(What you need to do) Turn every line of the records below into a JSON list of strings, one string per line, skipping blank lines. Leave the pictures out of the list.

(Listing)
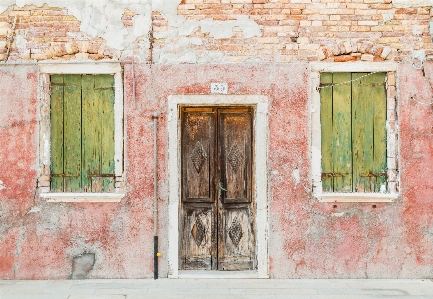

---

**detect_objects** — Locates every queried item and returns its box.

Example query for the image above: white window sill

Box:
[40,193,125,202]
[314,193,398,202]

(Correct response)
[
  "---",
  "**detect_objects** — Locates every queried item and returns its box.",
  "Example query for the image above: white window sill",
  "Box:",
  "[40,193,125,202]",
  "[314,193,398,202]"
]